* [Textauszug]:
- - - - - - -

Es ist trotzdem angeraten für die Einreise und besonders die Ausreise mehr Zeit einzuplanen, als an vielen anderen Flughäfen. Die umfangreichen Sicherheitsüberprüfungen erfordern das.
Die Stadt hat auf alle Fälle eine zweite Chance verdient, spätestens in fünf Jahren, wahrscheinlich aber eher früher und dann auch länger.
Magst du dir meine Pins von Tel Aviv merken?


Gabi
Januar 4, 2019Hallo Claudi
ich habe Deinen Beitrag ganz interessiert gelesen. Ich dachte auch warum nach Tel Aviv ? Alles klar jetzt. Ob sich das noch ändern wird mit den Häusern? Schwer zu sagen – wir haben ja auch ein Beispiel in Österreich, allerding im Kleinformat Bad Gastein , dabei wäre das ein Kleinod – Spekulationshäuser, die verfallen, das tut weh. Ich lesen Deine Reiseberichte sehr gerne – bist ganz schön fleißig gewesen! Vielleicht sehen wir uns auf einer Bloggerkonferenz 2019 ! Liebe Grüße Gabi
Claudia Braunstein
Januar 4, 2019Hallo Gabi, schön von dir zu lesen. Wir sehen uns mit großer Sicherheit auf der ABC. Ja du hast vollkommen Recht, in Gastein ist das sehr ähnlich. Man kann nur da und dort hoffen, dass sich das schnell ändert. Liebe Grüße aus Salzburg, Claudia
Lena
Januar 4, 2019Hallo Claudia
Tel-Aviv kenne ich sehr gut von mehreren Kurztrips und ich muss sagen gerade dieser etwas verwahrloste Zustand macht für mich den Charme der Stadt aus.
Du hast den Charakter mit deinen Fotos sehr gekonnt eingefangen. Kompliment.
Und ich hoffe bei nächster Gelegenheit wirst du mehr entdecken, dass dich anspricht. Du solltest auch nach Haiffa reisen!

- - - - - - -

* [Zu erledigen]:
1. Übersetzen Sie diesen Satz aus dem Textauszug ins Englische: „Die Stadt hat auf alle Fälle eine zweite Chance verdient, spätestens in fünf Jahren, wahrscheinlich aber eher früher und dann auch länger.“
2. Beantworten Sie die folgenden Fragen anhand des Textauszugs.
(a) Wofür soll man laut dem Textauszug mehr Zeit einplanen als an vielen anderen Flughäfen?
(b) Welches Beispiel in Österreich nennt Gabi?
(c) Was macht für Lena den Charme der Stadt aus?
3. Entnehmen Sie dem Textauszug wortgetreu den Abschnitt, der mit den Worten „Es ist trotzdem“ beginnt und mit den Worten „Sicherheitsüberprüfungen erfordern das.“ endet.

- - - - - - -

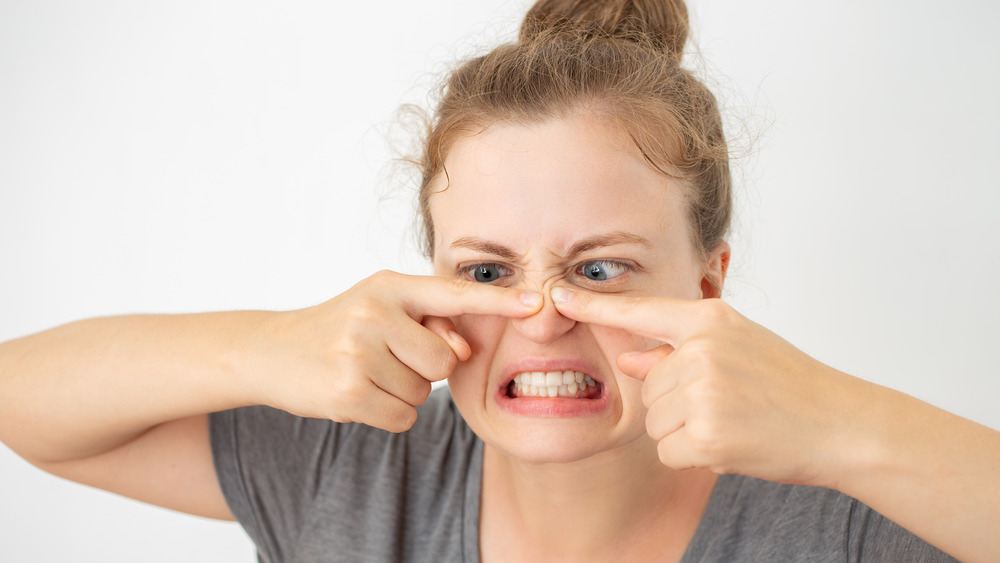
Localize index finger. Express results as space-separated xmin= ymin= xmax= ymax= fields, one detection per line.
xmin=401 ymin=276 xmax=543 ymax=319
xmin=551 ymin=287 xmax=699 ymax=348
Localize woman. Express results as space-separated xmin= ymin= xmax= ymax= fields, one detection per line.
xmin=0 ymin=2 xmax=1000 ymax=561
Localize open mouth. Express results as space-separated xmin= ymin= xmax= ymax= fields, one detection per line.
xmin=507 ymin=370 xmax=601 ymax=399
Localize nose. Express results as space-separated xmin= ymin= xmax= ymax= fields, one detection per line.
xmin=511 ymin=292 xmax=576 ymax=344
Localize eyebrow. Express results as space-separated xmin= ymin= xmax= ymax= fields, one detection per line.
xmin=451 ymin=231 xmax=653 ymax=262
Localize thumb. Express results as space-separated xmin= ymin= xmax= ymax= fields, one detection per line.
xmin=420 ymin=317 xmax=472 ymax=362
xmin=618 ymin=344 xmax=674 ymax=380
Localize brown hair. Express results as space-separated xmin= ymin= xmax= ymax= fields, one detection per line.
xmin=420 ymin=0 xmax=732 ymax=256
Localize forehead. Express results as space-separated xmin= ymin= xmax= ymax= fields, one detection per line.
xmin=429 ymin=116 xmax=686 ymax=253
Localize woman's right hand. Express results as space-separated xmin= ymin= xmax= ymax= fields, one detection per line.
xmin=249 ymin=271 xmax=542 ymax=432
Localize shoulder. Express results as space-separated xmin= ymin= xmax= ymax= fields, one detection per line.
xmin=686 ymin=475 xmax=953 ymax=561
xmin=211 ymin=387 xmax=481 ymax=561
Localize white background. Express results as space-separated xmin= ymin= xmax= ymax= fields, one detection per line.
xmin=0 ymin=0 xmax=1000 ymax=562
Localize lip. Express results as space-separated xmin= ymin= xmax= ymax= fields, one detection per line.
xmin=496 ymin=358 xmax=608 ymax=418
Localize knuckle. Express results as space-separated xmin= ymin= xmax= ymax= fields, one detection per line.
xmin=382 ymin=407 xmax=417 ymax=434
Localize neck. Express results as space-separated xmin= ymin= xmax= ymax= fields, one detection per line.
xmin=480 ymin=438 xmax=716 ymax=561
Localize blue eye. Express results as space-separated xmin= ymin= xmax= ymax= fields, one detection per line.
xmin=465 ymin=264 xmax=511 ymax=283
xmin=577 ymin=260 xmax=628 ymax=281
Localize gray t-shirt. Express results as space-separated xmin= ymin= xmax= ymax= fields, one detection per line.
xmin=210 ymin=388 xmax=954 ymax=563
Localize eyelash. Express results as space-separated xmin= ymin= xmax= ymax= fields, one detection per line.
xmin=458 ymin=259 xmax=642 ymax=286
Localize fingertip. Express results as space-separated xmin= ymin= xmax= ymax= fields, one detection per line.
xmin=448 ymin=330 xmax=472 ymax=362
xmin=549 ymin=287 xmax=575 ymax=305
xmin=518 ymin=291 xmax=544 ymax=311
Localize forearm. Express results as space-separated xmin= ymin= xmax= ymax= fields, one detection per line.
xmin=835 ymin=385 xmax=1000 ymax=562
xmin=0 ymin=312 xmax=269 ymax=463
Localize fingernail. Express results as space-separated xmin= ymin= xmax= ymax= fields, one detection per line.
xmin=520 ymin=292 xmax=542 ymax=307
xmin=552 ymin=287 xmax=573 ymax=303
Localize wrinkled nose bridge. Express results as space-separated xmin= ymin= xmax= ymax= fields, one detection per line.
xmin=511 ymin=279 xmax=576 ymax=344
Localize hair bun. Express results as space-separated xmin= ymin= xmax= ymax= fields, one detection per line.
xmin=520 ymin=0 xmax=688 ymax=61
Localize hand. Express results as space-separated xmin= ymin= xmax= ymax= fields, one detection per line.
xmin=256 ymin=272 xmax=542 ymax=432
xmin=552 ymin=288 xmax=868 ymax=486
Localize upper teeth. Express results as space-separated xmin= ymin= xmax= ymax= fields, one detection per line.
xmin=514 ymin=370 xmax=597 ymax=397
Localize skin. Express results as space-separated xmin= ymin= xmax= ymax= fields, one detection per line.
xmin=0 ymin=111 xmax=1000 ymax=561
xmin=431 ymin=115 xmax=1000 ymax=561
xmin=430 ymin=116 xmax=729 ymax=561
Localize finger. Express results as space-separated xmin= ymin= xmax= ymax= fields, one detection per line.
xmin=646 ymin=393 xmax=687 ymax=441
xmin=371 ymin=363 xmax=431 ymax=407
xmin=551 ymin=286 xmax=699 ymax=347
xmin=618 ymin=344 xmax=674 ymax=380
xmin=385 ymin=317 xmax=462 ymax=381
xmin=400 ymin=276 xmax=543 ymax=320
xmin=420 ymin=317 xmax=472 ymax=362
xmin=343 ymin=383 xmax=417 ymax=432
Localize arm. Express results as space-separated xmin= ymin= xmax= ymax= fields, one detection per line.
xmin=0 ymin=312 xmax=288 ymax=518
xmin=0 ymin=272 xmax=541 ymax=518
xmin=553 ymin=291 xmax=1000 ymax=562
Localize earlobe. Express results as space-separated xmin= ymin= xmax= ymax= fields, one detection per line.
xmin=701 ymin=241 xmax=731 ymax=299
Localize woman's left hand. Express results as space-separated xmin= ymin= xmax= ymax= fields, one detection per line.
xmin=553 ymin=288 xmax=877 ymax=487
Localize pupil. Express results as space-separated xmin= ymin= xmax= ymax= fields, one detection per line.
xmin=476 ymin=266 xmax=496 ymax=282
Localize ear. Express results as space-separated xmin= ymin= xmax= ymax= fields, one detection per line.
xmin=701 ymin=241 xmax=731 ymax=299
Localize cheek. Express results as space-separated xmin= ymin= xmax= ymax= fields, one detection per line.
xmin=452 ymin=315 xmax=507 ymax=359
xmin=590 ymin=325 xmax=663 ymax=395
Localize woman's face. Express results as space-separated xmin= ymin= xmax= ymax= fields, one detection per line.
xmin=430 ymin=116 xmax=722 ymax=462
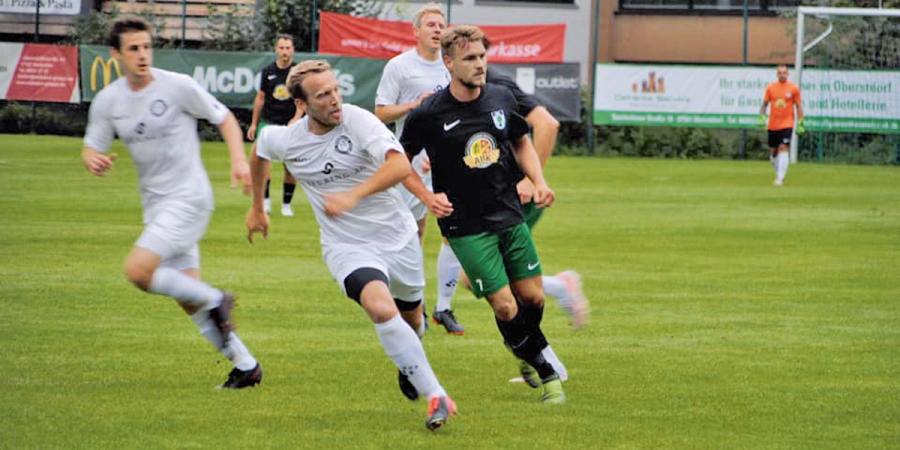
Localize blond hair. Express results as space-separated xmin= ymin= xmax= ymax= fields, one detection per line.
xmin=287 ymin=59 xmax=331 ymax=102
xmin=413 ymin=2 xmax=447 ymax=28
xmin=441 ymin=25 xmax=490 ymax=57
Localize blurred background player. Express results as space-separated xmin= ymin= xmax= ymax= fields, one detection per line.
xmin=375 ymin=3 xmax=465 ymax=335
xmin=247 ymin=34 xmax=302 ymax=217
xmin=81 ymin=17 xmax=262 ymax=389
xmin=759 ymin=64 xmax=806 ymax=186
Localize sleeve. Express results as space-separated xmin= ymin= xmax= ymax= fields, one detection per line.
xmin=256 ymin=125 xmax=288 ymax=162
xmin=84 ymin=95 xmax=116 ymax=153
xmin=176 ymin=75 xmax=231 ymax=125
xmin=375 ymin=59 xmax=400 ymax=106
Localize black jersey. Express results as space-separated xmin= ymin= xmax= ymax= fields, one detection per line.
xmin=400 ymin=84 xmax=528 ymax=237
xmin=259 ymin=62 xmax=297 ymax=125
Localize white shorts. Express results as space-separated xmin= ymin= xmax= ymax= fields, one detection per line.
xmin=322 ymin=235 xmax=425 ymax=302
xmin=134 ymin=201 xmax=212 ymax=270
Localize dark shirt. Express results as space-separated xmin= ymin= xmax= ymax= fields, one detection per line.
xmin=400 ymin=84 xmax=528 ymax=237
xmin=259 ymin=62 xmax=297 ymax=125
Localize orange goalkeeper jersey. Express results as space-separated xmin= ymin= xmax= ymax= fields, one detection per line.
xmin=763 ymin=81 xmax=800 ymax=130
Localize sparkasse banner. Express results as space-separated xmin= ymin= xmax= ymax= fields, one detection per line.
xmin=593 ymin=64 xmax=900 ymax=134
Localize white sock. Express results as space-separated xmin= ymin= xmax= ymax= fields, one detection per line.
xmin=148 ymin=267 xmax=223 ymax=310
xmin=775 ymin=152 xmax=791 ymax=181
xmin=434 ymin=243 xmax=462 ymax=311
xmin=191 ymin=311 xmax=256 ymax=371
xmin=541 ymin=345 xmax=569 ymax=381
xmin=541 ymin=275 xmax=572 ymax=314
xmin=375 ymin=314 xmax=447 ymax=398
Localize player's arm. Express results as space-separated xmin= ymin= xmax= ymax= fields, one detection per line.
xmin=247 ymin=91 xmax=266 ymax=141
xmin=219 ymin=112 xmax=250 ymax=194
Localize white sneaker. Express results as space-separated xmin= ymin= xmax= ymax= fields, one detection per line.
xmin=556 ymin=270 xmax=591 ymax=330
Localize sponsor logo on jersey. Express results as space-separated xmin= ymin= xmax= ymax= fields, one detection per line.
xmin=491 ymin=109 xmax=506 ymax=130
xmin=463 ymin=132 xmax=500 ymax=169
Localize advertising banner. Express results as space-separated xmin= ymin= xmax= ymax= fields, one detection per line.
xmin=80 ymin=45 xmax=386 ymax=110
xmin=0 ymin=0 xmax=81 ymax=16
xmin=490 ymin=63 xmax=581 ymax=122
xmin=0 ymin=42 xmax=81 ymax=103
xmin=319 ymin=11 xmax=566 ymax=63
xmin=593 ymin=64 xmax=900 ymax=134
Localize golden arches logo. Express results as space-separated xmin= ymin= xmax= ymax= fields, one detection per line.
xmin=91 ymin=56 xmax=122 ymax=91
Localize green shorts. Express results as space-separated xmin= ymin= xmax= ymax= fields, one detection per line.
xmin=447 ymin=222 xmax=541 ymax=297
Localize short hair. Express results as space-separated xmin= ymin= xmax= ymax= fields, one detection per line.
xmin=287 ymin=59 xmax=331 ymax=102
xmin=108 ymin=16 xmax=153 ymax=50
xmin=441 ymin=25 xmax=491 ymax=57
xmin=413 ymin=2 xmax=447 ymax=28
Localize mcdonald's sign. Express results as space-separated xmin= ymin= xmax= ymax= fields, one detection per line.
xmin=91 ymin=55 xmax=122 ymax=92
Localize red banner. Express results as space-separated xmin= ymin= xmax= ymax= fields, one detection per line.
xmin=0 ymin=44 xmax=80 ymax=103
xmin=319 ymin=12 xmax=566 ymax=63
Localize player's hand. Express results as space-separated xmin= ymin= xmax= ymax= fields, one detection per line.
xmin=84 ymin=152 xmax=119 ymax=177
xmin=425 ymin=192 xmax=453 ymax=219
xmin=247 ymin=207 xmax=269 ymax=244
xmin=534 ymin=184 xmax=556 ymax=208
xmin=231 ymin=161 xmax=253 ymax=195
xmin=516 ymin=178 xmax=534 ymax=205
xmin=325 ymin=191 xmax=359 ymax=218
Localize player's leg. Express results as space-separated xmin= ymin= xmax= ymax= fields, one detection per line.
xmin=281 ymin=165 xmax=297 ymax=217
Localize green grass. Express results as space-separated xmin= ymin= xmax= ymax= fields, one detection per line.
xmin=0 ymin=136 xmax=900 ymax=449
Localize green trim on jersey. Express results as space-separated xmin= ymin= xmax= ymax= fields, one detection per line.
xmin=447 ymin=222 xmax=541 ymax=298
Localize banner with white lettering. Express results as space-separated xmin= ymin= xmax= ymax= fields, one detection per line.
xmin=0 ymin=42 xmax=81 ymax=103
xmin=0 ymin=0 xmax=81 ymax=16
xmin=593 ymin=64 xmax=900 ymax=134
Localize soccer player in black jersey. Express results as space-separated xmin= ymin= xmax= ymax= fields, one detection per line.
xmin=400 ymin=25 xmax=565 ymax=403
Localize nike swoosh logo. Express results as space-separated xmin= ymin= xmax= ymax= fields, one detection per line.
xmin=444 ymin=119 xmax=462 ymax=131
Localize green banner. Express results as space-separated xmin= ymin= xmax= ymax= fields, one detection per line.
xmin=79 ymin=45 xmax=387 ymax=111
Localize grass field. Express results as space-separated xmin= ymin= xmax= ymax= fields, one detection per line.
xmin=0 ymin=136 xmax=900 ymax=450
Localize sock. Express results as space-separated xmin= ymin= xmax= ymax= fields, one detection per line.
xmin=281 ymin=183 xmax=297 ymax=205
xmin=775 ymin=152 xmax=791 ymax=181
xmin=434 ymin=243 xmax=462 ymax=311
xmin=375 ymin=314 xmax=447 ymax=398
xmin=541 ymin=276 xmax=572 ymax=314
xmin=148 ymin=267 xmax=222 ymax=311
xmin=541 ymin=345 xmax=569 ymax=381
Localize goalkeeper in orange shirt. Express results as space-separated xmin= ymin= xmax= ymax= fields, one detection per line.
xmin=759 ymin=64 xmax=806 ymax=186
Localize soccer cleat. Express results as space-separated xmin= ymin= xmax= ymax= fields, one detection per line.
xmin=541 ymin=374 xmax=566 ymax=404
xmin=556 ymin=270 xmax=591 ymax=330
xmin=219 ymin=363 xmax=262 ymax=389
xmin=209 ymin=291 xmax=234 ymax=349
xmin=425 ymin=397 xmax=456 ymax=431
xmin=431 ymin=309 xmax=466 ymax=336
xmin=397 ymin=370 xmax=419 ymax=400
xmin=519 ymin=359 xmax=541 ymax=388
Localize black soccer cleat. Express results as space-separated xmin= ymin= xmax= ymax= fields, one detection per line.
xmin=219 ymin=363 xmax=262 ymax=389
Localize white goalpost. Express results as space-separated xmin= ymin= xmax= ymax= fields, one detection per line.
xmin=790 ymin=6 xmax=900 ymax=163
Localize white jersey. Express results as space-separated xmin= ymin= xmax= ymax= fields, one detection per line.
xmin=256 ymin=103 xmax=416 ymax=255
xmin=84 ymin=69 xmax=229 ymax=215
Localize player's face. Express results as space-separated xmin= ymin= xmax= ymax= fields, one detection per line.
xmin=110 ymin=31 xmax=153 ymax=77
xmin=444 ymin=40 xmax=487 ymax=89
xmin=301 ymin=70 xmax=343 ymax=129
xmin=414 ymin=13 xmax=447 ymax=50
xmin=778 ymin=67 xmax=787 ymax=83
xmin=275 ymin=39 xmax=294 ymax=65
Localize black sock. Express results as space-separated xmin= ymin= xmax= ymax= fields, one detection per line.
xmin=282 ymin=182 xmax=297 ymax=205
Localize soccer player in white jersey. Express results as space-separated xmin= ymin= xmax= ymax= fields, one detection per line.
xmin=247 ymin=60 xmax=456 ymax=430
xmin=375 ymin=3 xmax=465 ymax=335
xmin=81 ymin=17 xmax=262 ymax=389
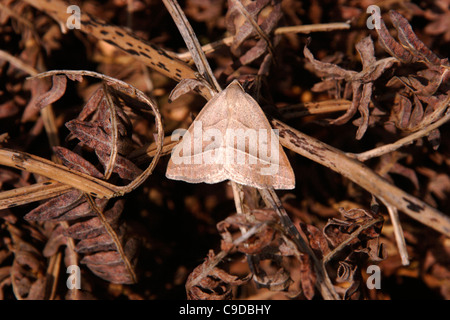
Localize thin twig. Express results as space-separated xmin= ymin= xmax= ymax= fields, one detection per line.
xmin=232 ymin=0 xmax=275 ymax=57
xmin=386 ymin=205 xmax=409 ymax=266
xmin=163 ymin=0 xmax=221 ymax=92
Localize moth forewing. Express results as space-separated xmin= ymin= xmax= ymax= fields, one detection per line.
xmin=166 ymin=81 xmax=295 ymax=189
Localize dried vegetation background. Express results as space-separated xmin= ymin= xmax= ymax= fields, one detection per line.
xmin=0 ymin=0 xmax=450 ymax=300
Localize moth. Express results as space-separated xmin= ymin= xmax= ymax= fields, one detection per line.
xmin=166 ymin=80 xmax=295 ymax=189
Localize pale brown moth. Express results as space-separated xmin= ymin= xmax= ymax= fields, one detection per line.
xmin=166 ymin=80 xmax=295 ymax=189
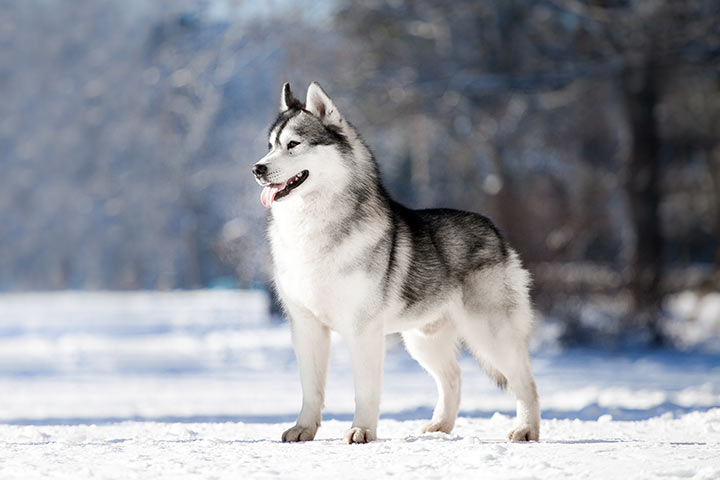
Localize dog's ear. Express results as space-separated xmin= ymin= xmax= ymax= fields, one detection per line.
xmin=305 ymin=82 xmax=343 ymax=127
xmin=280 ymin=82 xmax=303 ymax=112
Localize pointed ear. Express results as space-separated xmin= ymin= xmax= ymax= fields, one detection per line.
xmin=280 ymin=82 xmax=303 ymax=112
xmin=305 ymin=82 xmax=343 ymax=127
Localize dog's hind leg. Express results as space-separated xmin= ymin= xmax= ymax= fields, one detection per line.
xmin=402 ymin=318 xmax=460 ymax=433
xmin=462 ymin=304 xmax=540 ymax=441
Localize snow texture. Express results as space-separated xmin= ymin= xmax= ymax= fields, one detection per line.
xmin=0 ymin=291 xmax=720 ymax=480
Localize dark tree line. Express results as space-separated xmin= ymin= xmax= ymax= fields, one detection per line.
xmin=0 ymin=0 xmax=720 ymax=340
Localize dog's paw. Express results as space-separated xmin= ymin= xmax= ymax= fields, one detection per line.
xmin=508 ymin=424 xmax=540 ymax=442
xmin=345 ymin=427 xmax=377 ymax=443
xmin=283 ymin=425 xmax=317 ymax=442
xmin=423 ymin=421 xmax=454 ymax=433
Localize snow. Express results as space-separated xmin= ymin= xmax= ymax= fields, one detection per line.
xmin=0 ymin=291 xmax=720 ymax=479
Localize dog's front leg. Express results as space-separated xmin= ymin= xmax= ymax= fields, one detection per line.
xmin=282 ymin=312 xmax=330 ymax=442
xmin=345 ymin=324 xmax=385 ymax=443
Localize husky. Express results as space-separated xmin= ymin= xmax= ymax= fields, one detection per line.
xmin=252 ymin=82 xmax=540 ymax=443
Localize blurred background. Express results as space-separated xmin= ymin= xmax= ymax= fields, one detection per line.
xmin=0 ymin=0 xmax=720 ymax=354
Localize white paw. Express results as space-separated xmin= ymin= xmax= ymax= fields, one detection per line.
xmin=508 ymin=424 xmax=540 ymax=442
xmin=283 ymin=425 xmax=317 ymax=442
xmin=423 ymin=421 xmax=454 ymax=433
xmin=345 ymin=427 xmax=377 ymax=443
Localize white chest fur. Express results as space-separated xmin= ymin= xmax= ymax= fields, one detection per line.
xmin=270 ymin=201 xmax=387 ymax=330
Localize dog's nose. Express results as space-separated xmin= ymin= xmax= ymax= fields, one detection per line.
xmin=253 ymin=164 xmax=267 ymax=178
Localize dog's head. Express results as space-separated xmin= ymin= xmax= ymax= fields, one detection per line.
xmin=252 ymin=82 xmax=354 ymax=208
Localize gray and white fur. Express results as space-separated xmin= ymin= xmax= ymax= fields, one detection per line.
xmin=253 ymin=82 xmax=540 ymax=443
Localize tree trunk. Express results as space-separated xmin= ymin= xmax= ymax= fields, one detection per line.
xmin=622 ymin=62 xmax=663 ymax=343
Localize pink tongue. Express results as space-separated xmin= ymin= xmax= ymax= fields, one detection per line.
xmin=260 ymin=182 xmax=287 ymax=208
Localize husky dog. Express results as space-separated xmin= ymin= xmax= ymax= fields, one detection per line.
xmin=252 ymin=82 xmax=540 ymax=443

- - - - - - -

* [Antworten zur Übung]:
1. The city definitely deserves a second chance, in five years at the latest, but probably sooner and then for longer as well.

2.
(a) Für die Einreise und besonders für die Ausreise.
(b) Bad Gastein.
(c) Gerade der etwas verwahrloste Zustand.

3.
Es ist trotzdem angeraten für die Einreise und besonders die Ausreise mehr Zeit einzuplanen, als an vielen anderen Flughäfen. Die umfangreichen Sicherheitsüberprüfungen erfordern das.